**ИСХОДНЫЙ ОТРЫВОК:**
Фет, в отличие от Толстого, оказался более последовательным сторонником философа.
И если Толстого в большей степени интересовали этические аспекты учения, то для Фета наиболее ценной его частью была эстетическая сфера. Отношение Фета к истории и сущности поэтического творчества практически полностью соотносилось с философией истории и эстетикой Шопенгауэра. Рассуждения последнего о том, что есть только «настоящее», а будущее и прошедшее существуют «лишь в связи с познанием, насколько оное следует» закону причинности, что история представляет собой постоянное повторение одного и того же под разными покровами и личинами, что она не дает возможности понять существо человека и есть лишь «эмпирические заметки» об отношениях частного порядка, что попытки изменения человеческой жизни иллюзорны, казались Фету аксиоматичными. Следуя за антиисторизмом Шопенгауэра, Фет противопоставил поэзию всем видам социально-исторического познания. Эстетика Шопенгауэра, подразумевающая отрешение от индивидуальности, способность «незаинтересованной» созерцательности (состояние «безвольного субъекта»), способность познания идей и интуитивного постижения сущности мира оказалась, несомненно, близка поэту, равно как и мысль о возможности для искусства охватывать постоянно меняющийся мир в его частных проявлениях, эквивалентных целому. Последнее было особенно важно для Фета. В этом смысле философия Шопенгауэра
способствовала общему движению поэзии Фета от романтизма к
философско-поэтическому импрессионизму с его стремлением к передаче тончайших субъективных ощущений и переживаний и подготавливала литературу собственно символизма. Не выглядит случайностью поэтому появление в середине 1890-х гг. брюсовской формулы о том, что эволюция поэзии есть «постепенное освобождение субъективизма». Эта точка зрения была подготовлена как усвоением комплекса уже названных выше идей, так и анализом поэзии 1870 - 1880-х гг.
Именно в этот период, в период реакции, наступившей после спада общественного подъема середины 1870-х гг., наблюдается усиление интереса к поэзии «чистого искусства» и особенно к лирике Фета, а также процесс качественного перерождения поэзии позднего народничества, разочарование в идеалах которого способствовало выдвижению на первый план мотивов безысходности и отчаяния, темы «утраченных иллюзий». Девальвация идей борьбы за социальное переустройство мира вызывала либо «затухание», либо коренное видоизменение гражданской поэзии эпохи. Происходило переключение акцентов от общественного к личному, от «объективизма» к субъективизму. Сложное сочетание поэтических мотивов надсоновской школы и лирики поэтов «чистого искусства» уже представляло собой тот сплав идей и настроений,
который был чрезвычайно близок общей тональности философии Шопенгауэра и отчасти подготовлен ею.

**ИСХОДНЫЕ ДАННЫЕ:**
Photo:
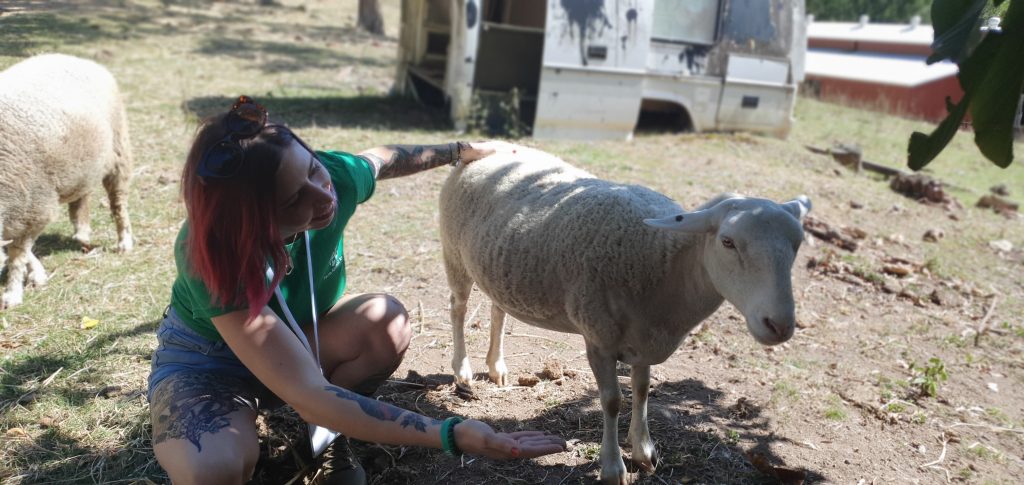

**ЗАДАНИЕ:** Перепишите из отрывка о Фете и Шопенгауэре фрагмент, который начинается словами «Именно в этот» и продолжается до слов «отчасти подготовлен ею.» включительно.

**ОТВЕТ:**
Именно в этот период, в период реакции, наступившей после спада общественного подъема середины 1870-х гг., наблюдается усиление интереса к поэзии «чистого искусства» и особенно к лирике Фета, а также процесс качественного перерождения поэзии позднего народничества, разочарование в идеалах которого способствовало выдвижению на первый план мотивов безысходности и отчаяния, темы «утраченных иллюзий». Девальвация идей борьбы за социальное переустройство мира вызывала либо «затухание», либо коренное видоизменение гражданской поэзии эпохи. Происходило переключение акцентов от общественного к личному, от «объективизма» к субъективизму. Сложное сочетание поэтических мотивов надсоновской школы и лирики поэтов «чистого искусства» уже представляло собой тот сплав идей и настроений,
который был чрезвычайно близок общей тональности философии Шопенгауэра и отчасти подготовлен ею.